## Work order
Omit every picture. Return all other data as it stands.

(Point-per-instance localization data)
****************************************

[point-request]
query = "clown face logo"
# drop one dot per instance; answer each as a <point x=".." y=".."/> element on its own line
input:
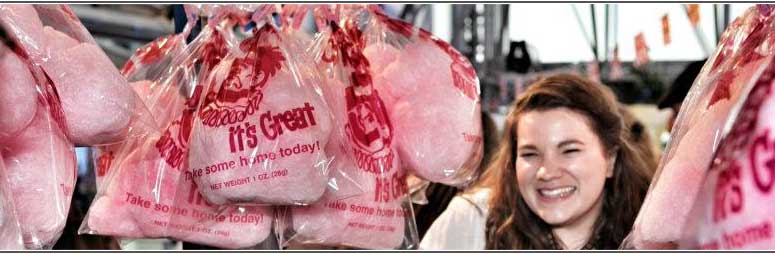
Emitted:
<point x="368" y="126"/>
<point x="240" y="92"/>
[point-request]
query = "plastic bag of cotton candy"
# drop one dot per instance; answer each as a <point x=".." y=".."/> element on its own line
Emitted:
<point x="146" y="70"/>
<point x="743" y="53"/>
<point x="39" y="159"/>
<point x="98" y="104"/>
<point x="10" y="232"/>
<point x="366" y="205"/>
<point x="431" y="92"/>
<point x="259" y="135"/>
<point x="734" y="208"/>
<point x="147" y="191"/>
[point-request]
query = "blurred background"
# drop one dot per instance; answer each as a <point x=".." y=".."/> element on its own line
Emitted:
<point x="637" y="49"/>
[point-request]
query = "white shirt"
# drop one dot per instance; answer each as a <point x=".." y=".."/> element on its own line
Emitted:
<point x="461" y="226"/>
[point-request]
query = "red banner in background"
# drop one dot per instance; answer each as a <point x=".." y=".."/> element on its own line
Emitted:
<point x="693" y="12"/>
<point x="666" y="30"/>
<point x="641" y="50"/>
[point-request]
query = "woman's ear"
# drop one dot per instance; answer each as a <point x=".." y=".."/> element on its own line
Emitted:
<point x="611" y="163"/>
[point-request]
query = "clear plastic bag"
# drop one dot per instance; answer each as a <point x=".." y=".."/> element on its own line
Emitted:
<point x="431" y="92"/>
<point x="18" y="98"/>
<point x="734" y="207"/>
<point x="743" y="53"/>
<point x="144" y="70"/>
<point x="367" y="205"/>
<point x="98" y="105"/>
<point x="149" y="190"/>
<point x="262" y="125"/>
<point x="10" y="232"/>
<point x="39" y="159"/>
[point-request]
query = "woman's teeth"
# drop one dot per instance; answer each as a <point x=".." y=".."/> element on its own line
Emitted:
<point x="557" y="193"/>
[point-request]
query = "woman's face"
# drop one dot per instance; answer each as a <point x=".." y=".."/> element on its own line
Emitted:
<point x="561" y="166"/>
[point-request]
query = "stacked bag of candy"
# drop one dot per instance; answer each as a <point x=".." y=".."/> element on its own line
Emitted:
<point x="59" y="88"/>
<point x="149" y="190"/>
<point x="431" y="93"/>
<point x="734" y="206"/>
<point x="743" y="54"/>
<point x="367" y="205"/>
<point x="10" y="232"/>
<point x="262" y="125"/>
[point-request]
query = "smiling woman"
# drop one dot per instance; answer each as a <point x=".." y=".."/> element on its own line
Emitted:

****************************************

## Task output
[point-request]
query = "clown face logo"
# drop one dot per instance; answer each as a <point x=".." y=".."/> element on its own line
input:
Emitted:
<point x="368" y="126"/>
<point x="240" y="92"/>
[point-request]
query = "plastic bag of cotton candy"
# drop one dot per instance; answer each as a <point x=".." y=".."/> element on its own line
Emitted:
<point x="146" y="70"/>
<point x="743" y="53"/>
<point x="39" y="159"/>
<point x="98" y="104"/>
<point x="10" y="232"/>
<point x="366" y="205"/>
<point x="431" y="92"/>
<point x="259" y="135"/>
<point x="734" y="208"/>
<point x="147" y="191"/>
[point-request]
query = "blurred background"
# drop one dot per instance; answer each as a <point x=".." y=".."/> element on its own line
Emitted:
<point x="637" y="49"/>
[point-request]
query = "white shirt"
# drop one dot per instance; answer each as a <point x=".." y=".."/> element on its own line
Emitted:
<point x="461" y="226"/>
[point-request]
query = "red banner in background"
# drop one dot per instance; answer each as a <point x=".." y=".."/> element on its own line
Emitted:
<point x="693" y="12"/>
<point x="666" y="30"/>
<point x="641" y="50"/>
[point-request]
query = "woman's ear"
# drop one dot per instance; answer each as a <point x=".." y=".."/> element on its own line
Emitted:
<point x="611" y="163"/>
[point-request]
query = "clear plastic bag"
# drop one dot per instance; answer each as a <point x=".." y=".."/> element on its own line
Emitted:
<point x="431" y="92"/>
<point x="18" y="98"/>
<point x="734" y="207"/>
<point x="743" y="53"/>
<point x="144" y="70"/>
<point x="367" y="205"/>
<point x="98" y="105"/>
<point x="149" y="190"/>
<point x="262" y="125"/>
<point x="10" y="232"/>
<point x="39" y="159"/>
[point-request]
query = "woman's teeth"
# drop one dot per instance; answer each as a <point x=".." y=".."/> element on its own line
Emitted:
<point x="557" y="193"/>
[point-request]
query = "woman's face"
# drop one dot per instance; answer each as a <point x=".." y=".."/> element on its own line
Emitted:
<point x="561" y="166"/>
[point-request]
query = "stacked bag of candy"
# drop one dot per instance; answer each as a <point x=".." y=".."/> element on its own line
Emitted:
<point x="59" y="88"/>
<point x="149" y="190"/>
<point x="431" y="93"/>
<point x="734" y="206"/>
<point x="743" y="54"/>
<point x="367" y="205"/>
<point x="10" y="232"/>
<point x="262" y="125"/>
[point-request]
query = "smiling woman"
# drop one dot per instance; answer each as a <point x=".." y=".."/> element on its own line
Emitted:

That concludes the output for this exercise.